List every line of the records that contains the word "stone". Case matters.

________

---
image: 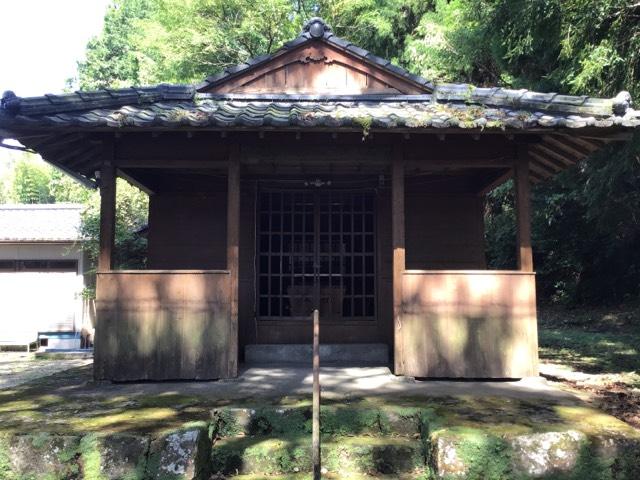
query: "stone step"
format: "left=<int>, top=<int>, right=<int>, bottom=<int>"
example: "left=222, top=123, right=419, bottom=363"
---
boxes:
left=244, top=343, right=389, bottom=366
left=212, top=435, right=425, bottom=478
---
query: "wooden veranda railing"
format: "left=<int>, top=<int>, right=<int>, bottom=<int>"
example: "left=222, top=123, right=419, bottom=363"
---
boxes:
left=311, top=309, right=321, bottom=480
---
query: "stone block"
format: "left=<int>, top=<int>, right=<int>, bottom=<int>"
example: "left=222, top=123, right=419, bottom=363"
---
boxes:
left=508, top=430, right=587, bottom=478
left=147, top=429, right=211, bottom=480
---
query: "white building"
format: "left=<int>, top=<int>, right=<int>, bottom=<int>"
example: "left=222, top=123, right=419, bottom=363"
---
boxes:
left=0, top=204, right=93, bottom=349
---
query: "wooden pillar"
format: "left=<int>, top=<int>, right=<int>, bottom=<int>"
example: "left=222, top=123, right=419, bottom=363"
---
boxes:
left=391, top=144, right=405, bottom=375
left=227, top=145, right=240, bottom=377
left=98, top=141, right=116, bottom=272
left=513, top=147, right=533, bottom=272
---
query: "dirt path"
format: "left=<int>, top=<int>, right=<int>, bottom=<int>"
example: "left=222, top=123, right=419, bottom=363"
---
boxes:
left=540, top=363, right=640, bottom=429
left=0, top=352, right=92, bottom=389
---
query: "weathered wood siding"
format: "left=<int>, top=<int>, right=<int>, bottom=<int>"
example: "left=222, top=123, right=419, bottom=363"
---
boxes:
left=147, top=194, right=227, bottom=269
left=94, top=271, right=233, bottom=381
left=405, top=193, right=486, bottom=270
left=402, top=271, right=538, bottom=378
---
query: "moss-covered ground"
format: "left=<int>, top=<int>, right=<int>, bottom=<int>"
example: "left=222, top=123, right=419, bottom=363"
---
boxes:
left=0, top=366, right=637, bottom=440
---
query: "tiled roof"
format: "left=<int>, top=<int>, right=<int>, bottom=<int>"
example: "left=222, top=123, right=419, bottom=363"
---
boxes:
left=197, top=17, right=433, bottom=92
left=0, top=203, right=84, bottom=242
left=0, top=89, right=640, bottom=129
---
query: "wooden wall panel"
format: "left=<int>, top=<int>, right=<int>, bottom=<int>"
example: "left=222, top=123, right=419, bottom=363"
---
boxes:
left=147, top=190, right=227, bottom=269
left=405, top=189, right=486, bottom=270
left=238, top=182, right=257, bottom=360
left=94, top=271, right=234, bottom=381
left=402, top=271, right=538, bottom=378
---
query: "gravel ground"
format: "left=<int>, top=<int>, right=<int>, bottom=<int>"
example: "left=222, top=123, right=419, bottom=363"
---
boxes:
left=0, top=352, right=92, bottom=389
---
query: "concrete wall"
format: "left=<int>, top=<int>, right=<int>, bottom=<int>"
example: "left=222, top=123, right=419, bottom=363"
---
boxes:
left=0, top=243, right=92, bottom=346
left=147, top=191, right=227, bottom=269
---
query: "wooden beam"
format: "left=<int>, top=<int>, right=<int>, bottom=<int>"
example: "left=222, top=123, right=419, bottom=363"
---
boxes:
left=542, top=135, right=591, bottom=160
left=529, top=150, right=565, bottom=173
left=562, top=135, right=602, bottom=152
left=478, top=168, right=513, bottom=197
left=98, top=140, right=116, bottom=272
left=115, top=158, right=227, bottom=169
left=116, top=169, right=155, bottom=195
left=513, top=147, right=533, bottom=272
left=531, top=143, right=578, bottom=167
left=391, top=144, right=406, bottom=375
left=529, top=162, right=553, bottom=179
left=227, top=145, right=240, bottom=377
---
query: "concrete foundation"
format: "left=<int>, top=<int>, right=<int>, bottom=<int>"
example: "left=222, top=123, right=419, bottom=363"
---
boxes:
left=245, top=343, right=389, bottom=366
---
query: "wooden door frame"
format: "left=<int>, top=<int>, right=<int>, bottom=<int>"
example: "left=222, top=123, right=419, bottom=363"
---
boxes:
left=254, top=186, right=381, bottom=327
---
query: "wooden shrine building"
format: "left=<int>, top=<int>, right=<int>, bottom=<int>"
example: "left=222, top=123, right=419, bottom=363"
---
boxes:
left=0, top=18, right=640, bottom=380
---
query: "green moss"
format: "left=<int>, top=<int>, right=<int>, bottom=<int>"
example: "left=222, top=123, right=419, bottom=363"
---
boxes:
left=79, top=433, right=106, bottom=480
left=0, top=438, right=16, bottom=480
left=31, top=432, right=51, bottom=450
left=353, top=115, right=373, bottom=140
left=249, top=408, right=307, bottom=435
left=456, top=433, right=515, bottom=480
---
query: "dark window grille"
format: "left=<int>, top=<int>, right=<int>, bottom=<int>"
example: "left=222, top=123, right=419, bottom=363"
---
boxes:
left=257, top=190, right=376, bottom=320
left=0, top=260, right=78, bottom=273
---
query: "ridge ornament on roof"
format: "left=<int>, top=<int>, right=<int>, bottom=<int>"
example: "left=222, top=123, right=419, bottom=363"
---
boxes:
left=302, top=17, right=332, bottom=38
left=196, top=17, right=433, bottom=94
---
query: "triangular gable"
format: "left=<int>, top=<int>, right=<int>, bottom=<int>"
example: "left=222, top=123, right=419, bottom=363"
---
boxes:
left=198, top=18, right=432, bottom=95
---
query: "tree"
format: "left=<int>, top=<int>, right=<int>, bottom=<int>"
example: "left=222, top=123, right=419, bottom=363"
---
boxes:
left=80, top=178, right=149, bottom=269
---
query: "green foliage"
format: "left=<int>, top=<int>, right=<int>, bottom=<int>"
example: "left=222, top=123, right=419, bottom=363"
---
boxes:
left=0, top=154, right=149, bottom=274
left=458, top=432, right=514, bottom=480
left=78, top=0, right=151, bottom=90
left=80, top=179, right=149, bottom=269
left=71, top=0, right=640, bottom=303
left=10, top=159, right=53, bottom=203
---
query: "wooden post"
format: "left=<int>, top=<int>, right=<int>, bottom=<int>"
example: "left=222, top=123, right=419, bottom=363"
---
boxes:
left=391, top=144, right=405, bottom=375
left=311, top=309, right=322, bottom=480
left=98, top=141, right=116, bottom=272
left=227, top=145, right=240, bottom=377
left=513, top=147, right=533, bottom=272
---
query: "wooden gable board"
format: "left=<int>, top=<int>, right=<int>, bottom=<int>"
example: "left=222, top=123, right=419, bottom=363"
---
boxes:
left=201, top=40, right=427, bottom=95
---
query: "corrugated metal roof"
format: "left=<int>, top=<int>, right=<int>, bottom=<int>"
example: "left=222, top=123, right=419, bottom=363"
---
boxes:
left=197, top=17, right=433, bottom=91
left=0, top=203, right=84, bottom=242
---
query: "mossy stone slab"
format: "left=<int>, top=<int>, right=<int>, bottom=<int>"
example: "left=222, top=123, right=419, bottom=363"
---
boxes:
left=0, top=433, right=81, bottom=480
left=145, top=429, right=211, bottom=480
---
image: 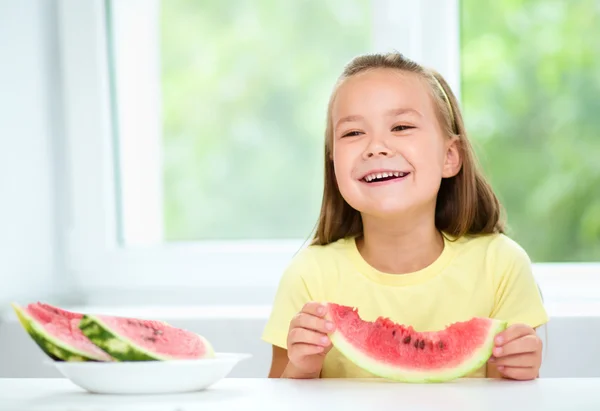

________

| Task response |
query: "stone step"
query: "stone block"
query: "mossy stone slab"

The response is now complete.